What I highlighted the week of February 22, 2021

Articles

  • VGR is doing some good writing on storytelling at Ribbon Farm recently.

  • This new show at the New Museum about Black art and grief sounds powerful. I'm looking forward to checking it out soon.

  • Roxane Gay and Monica Lewinsky talking about how to write about trauma.

  • This Meghan Daum essay from many years ago was incredible. It describes an experience of New York city in her 20s that sounds very familiar to me, if not personally, as an experience I know a lot of my peers have had here.

  • I loved this essay in Point Mag, from an English professor in India, about the ways in which European and American writers are read versus post-colonial writers:

    Postcolonial texts seem to have two jobs in these syllabi: they either negatively illustrate some form of moral or social misconduct, or they positively represent a “marginalized” culture or geography. Ideally, they do both at once, often in the manner of a Live Aid concert.

  • The New Yorker profile of Glennon Doyle, about whom I knew little, but whose presence can be felt throughout culture, features an intersting quote from Elizabeth Gilbert about people who write and share a lot about their lives:

    Doyle’s good friend Elizabeth Gilbert—who also rose to fame with a memoir about self-actualization, and who addresses her followers as “dear ones” online—explained the connection. “I don’t want to pathologize, but we might have some teensy boundary issues, and some history of not being able to tell where I end and the other person begins,” she said. Gilbert defended the relationships as real, though: “People will say, ‘I feel like I know you,’ and what I tend to say to them is, ‘Well, you do—that’s not an insane thing for you to think. I’ve quite literally told you everything.’ ” She added, “If you’ve come this far with me in my—I hate the word—journey, and you’ve stuck with me, then I kind of know you, too.”
☆ ☆ ☆ ☆
* [What this exercise asks]:
**1.** In the highlights list, who wrote the Point Mag essay?
**2.** Repeat the highlights list word for word, starting with "Postcolonial texts seem" and going on through "Live Aid concert.".
The entries come from a separate source, unrelated to the highlights list.
☆ ☆ ☆ ☆
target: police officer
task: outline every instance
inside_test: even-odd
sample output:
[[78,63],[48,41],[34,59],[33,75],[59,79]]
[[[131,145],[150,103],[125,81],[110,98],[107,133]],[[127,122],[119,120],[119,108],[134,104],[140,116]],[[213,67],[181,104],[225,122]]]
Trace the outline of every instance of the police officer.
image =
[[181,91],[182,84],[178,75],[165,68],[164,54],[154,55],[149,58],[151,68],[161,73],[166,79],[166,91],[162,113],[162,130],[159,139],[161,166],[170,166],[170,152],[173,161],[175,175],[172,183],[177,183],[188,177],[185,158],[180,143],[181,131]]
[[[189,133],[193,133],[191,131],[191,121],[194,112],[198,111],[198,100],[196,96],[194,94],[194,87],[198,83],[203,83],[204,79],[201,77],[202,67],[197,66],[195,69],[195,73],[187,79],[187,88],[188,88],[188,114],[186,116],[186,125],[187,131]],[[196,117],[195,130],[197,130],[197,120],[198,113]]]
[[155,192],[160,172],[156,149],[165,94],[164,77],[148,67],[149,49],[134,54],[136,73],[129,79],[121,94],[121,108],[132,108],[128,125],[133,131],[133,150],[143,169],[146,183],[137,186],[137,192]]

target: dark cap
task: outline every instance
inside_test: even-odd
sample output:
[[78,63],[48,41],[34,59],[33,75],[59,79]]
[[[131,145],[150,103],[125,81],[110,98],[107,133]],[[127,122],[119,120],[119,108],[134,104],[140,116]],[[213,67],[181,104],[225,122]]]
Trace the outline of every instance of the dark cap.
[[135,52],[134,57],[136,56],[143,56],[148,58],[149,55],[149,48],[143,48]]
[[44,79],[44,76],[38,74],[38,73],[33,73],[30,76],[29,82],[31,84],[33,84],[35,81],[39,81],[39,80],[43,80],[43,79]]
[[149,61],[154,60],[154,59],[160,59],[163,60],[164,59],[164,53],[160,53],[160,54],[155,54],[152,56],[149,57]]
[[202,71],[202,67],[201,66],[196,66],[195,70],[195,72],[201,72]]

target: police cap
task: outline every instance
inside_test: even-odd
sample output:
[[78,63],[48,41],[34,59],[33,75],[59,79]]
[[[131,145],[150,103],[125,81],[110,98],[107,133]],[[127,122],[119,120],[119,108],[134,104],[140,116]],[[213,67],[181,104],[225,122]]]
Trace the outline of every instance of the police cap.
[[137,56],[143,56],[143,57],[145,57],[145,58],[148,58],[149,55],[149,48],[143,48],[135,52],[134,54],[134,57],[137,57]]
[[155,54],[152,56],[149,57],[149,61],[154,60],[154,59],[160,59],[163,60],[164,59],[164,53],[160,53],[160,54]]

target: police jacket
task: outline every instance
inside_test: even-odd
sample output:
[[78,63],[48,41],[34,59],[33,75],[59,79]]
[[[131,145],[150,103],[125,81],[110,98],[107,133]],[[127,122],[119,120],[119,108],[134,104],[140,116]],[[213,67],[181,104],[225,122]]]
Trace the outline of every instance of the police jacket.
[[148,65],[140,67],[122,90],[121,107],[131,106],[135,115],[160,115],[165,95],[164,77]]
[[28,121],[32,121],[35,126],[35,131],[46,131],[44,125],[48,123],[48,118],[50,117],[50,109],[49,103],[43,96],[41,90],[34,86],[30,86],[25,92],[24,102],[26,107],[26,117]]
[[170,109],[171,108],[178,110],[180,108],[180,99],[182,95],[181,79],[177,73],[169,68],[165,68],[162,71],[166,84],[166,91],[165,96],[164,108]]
☆ ☆ ☆ ☆
* [Expected responses]:
**1.** An English professor in India.

**2.**
Postcolonial texts seem to have two jobs in these syllabi: they either negatively illustrate some form of moral or social misconduct, or they positively represent a “marginalized” culture or geography. Ideally, they do both at once, often in the manner of a Live Aid concert.